▶ **The data**
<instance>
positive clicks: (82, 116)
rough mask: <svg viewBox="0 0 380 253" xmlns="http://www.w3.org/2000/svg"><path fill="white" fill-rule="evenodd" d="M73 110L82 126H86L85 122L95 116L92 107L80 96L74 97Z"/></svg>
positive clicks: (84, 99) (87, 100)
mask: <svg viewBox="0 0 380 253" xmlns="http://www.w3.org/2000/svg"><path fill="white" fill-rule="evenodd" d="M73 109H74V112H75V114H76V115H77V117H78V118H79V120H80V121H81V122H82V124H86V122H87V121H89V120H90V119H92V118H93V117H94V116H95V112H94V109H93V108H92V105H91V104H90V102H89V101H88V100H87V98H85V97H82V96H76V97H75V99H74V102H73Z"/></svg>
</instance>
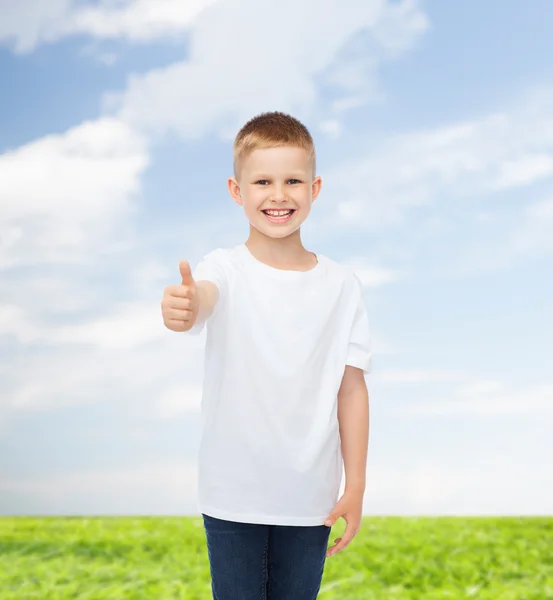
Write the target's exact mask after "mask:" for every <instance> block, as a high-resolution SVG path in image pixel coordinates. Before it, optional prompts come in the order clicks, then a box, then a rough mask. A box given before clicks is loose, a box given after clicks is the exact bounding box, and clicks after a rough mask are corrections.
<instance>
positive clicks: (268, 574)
mask: <svg viewBox="0 0 553 600" xmlns="http://www.w3.org/2000/svg"><path fill="white" fill-rule="evenodd" d="M202 516H203V519H204V528H205V532H206V538H207V550H208V556H209V564H210V571H211V590H212V592H213V598H214V600H315V598H317V595H318V593H319V588H320V587H321V580H322V576H323V569H324V565H325V559H326V550H327V547H328V538H329V535H330V527H327V526H326V525H315V526H288V525H260V524H257V523H237V522H235V521H225V520H222V519H216V518H215V517H210V516H209V515H204V514H202Z"/></svg>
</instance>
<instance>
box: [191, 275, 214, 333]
mask: <svg viewBox="0 0 553 600" xmlns="http://www.w3.org/2000/svg"><path fill="white" fill-rule="evenodd" d="M197 286H198V298H199V306H198V314H197V315H196V319H195V321H194V323H193V325H194V324H196V323H202V322H203V321H207V319H209V317H210V316H211V315H212V313H213V311H214V309H215V305H216V304H217V301H218V300H219V290H218V289H217V286H216V285H215V284H214V283H213V281H207V280H203V281H198V282H197Z"/></svg>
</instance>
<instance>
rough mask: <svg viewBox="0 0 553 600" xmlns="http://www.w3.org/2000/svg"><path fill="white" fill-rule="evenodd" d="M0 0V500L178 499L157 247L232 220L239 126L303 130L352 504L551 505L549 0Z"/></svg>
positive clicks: (241, 234) (186, 405) (454, 506)
mask: <svg viewBox="0 0 553 600" xmlns="http://www.w3.org/2000/svg"><path fill="white" fill-rule="evenodd" d="M12 4H13V3H8V2H6V1H4V0H0V13H1V14H2V22H1V23H0V78H1V79H0V81H1V89H2V93H1V94H0V513H2V514H29V513H32V514H83V513H94V514H145V513H148V514H196V508H195V494H196V478H197V473H196V452H197V448H198V443H199V436H200V413H199V402H200V386H201V367H202V364H203V354H202V350H203V344H204V338H203V336H201V337H199V338H191V337H186V336H183V335H179V334H174V333H173V332H169V331H168V330H166V329H165V328H164V327H163V324H162V321H161V315H160V306H159V304H160V300H161V294H162V291H163V288H164V287H165V286H166V285H168V284H172V283H178V281H179V271H178V263H179V260H180V259H181V258H187V259H188V260H189V261H190V262H191V263H193V264H194V263H195V262H197V261H198V260H199V259H200V258H201V256H203V255H204V254H205V253H207V252H209V251H210V250H212V249H213V248H216V247H222V246H223V247H224V246H230V245H233V244H237V243H240V242H242V241H244V240H245V239H246V237H247V233H248V227H247V221H246V219H245V217H244V215H243V213H242V212H241V209H240V208H239V207H237V206H236V205H235V204H234V203H233V202H232V200H231V199H230V196H229V195H228V192H227V190H226V179H227V177H228V176H229V175H230V174H231V169H232V139H233V136H234V135H235V134H236V133H237V131H238V129H239V128H240V126H241V125H242V124H243V122H245V120H247V119H248V118H250V117H251V116H253V115H254V114H257V113H259V112H262V111H266V110H283V111H285V112H290V113H292V114H294V115H295V116H297V117H298V118H300V119H301V120H302V121H303V122H304V123H305V124H306V125H307V126H308V127H309V129H310V131H311V132H312V134H313V137H314V139H315V143H316V148H317V158H318V171H319V174H320V175H321V176H322V178H323V188H322V192H321V195H320V196H319V198H318V199H317V201H316V203H315V205H314V207H313V210H312V213H311V215H310V218H309V220H308V221H307V223H306V224H305V226H304V228H303V234H302V235H303V240H304V244H305V245H306V247H308V248H309V249H311V250H314V251H317V252H319V253H321V254H326V255H327V256H330V257H331V258H333V259H335V260H337V261H340V262H342V263H344V264H349V265H352V266H354V267H355V269H356V270H357V272H358V274H359V275H360V277H361V279H362V281H363V283H364V286H365V298H366V303H367V308H368V311H369V316H370V320H371V325H372V330H373V336H374V340H373V345H374V362H373V365H374V371H373V373H372V374H371V375H369V376H368V377H367V383H368V387H369V394H370V402H371V439H370V444H369V460H368V467H367V490H366V494H365V506H364V512H365V513H366V514H545V513H551V507H552V506H553V482H552V481H551V478H550V477H548V472H549V470H550V468H549V465H550V462H551V457H553V442H552V441H551V434H550V432H551V430H552V428H553V378H552V375H551V373H552V372H553V370H552V369H551V366H550V346H551V340H552V339H553V309H552V307H551V305H552V303H551V298H552V297H553V284H552V277H551V272H553V270H552V257H553V241H552V240H553V183H552V181H553V72H552V70H551V61H550V59H549V56H550V55H551V50H552V49H553V48H552V44H551V40H550V24H551V22H552V19H553V6H552V5H551V4H550V3H548V2H546V1H545V0H542V1H537V2H534V3H532V10H531V11H530V10H528V5H526V7H525V6H524V5H523V3H520V2H506V3H485V4H483V3H478V2H476V1H468V2H464V3H447V5H446V3H443V2H442V3H440V2H437V1H434V2H416V1H411V2H407V1H404V2H400V1H394V2H384V1H383V2H380V1H378V2H377V1H376V0H375V1H372V0H370V1H369V0H364V2H360V1H353V0H342V1H341V2H340V3H334V2H329V3H323V5H324V9H322V8H321V3H317V2H315V1H312V0H306V1H305V2H303V3H302V7H304V8H302V11H301V12H298V7H297V6H295V5H294V4H293V3H292V2H288V1H284V2H279V4H278V6H279V8H278V11H277V12H275V9H274V5H273V4H272V3H270V2H263V3H260V2H259V1H258V0H256V1H255V2H254V0H233V1H231V0H227V1H223V0H218V1H207V0H198V1H197V2H195V3H183V2H177V1H176V0H163V1H161V0H156V1H154V0H136V1H134V2H131V1H125V2H120V3H113V2H108V1H107V0H106V1H103V0H101V1H95V2H83V1H80V2H76V1H72V0H57V1H54V0H49V1H45V2H38V0H21V1H20V2H19V3H18V4H17V6H16V7H14V6H13V5H12Z"/></svg>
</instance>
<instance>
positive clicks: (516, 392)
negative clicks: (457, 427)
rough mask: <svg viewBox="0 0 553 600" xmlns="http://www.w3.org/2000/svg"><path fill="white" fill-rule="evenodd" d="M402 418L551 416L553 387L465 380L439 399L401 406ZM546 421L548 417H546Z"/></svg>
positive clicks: (549, 386) (499, 381)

▶ **Required action**
With the line containing "110L82 126H86L85 122L95" as the last one, please set down exactly the lines of the records above from their very first line, and nothing more.

▶ **Written reply**
<instance>
positive clicks: (82, 116)
rough mask: <svg viewBox="0 0 380 253" xmlns="http://www.w3.org/2000/svg"><path fill="white" fill-rule="evenodd" d="M73 110L82 126H86L85 122L95 116L92 107L80 96L74 97Z"/></svg>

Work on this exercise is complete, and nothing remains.